● SET PROBLEM
Copy out the rows below, substituting "marker" for every occurrence of "keypoint" and leaving everything else unchanged.

(Dataset rows on where objects are located)
********
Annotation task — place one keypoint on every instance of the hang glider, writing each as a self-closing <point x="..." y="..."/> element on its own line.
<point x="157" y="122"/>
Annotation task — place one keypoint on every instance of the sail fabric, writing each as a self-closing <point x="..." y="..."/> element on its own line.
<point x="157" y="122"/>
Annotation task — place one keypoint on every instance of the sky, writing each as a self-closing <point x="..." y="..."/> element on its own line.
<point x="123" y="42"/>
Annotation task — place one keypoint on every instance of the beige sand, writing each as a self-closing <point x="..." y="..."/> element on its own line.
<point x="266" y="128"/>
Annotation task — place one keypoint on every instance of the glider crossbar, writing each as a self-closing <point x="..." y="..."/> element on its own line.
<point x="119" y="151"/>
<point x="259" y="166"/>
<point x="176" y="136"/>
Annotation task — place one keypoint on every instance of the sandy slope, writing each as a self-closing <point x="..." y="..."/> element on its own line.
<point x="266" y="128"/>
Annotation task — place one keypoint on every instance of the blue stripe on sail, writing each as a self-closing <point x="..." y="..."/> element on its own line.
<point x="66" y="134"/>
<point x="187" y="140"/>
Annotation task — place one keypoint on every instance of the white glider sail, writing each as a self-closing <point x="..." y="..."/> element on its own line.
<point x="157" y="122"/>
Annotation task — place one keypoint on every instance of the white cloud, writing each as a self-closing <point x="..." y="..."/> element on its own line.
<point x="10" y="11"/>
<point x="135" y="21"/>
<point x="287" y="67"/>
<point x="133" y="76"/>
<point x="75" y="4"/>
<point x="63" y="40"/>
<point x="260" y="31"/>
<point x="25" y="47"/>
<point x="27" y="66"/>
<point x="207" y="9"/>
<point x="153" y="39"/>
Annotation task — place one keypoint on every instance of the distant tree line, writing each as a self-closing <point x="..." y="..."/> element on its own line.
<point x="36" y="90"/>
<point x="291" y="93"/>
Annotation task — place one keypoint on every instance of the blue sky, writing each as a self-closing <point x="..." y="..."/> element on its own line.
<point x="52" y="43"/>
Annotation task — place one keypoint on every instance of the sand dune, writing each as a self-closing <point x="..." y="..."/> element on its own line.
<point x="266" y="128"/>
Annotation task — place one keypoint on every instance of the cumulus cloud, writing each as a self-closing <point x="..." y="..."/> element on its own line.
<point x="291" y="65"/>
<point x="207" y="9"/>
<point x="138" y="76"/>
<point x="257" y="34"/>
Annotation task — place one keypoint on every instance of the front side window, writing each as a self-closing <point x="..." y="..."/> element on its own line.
********
● TASK OUTPUT
Annotation task — place one marker on every instance of the hang glider, writing each as a self-closing <point x="..." y="..."/> element on its own line.
<point x="157" y="122"/>
Annotation task — place one marker on every instance of the sail fabric, writing each as a self-closing <point x="..." y="..."/> element on its own line.
<point x="157" y="122"/>
Annotation task — place one marker on every instance of the sky, writing each as a self-closing <point x="..." y="..."/> element on its own line.
<point x="123" y="42"/>
Annotation task — place one marker on every instance of the beige sand, writing each as a self-closing <point x="..." y="..."/> element on its own line.
<point x="266" y="128"/>
Annotation task — place one marker on every instance of the glider crossbar, writing each as a self-closing <point x="..." y="..."/> element on its own line.
<point x="119" y="151"/>
<point x="259" y="166"/>
<point x="176" y="136"/>
Annotation task — place one marker on every instance of the sandy slope, writing each as a self-closing <point x="..." y="..."/> element on its own line.
<point x="266" y="128"/>
Annotation task — place one marker on every instance of the blue stripe on sail, writing each as a self-closing <point x="..." y="..."/> element on its own line.
<point x="66" y="134"/>
<point x="187" y="140"/>
Annotation task — place one marker on every instance of the white glider sail, writing each as a self-closing <point x="..." y="..."/> element on its own line.
<point x="157" y="122"/>
Annotation task — place one marker on every instance of the white cloud, writing each as a self-closing <point x="..." y="..."/> element on its own line.
<point x="10" y="11"/>
<point x="135" y="21"/>
<point x="287" y="67"/>
<point x="133" y="76"/>
<point x="75" y="4"/>
<point x="63" y="40"/>
<point x="260" y="31"/>
<point x="25" y="47"/>
<point x="27" y="66"/>
<point x="207" y="9"/>
<point x="153" y="39"/>
Annotation task — place one marker on every instance of the distant tree line, writing each as a self-closing <point x="..." y="..."/> element on its own line.
<point x="36" y="90"/>
<point x="291" y="93"/>
Annotation task — place one marker on every instance of the blue sky, writing each as a self-closing <point x="..." y="..."/> element on its own line.
<point x="52" y="43"/>
Annotation task — place one marker on every instance of the sand dune, writing each as a self-closing <point x="..." y="..."/> element on its own line.
<point x="266" y="128"/>
Annotation task — place one marker on every instance of the cumulus cloud, writing each as a self-closing <point x="..." y="..."/> element on its own line.
<point x="291" y="65"/>
<point x="207" y="9"/>
<point x="138" y="76"/>
<point x="257" y="34"/>
Annotation task — place one marker on every instance of the front side window, writing each as a self-closing <point x="..." y="..."/> element on its own line.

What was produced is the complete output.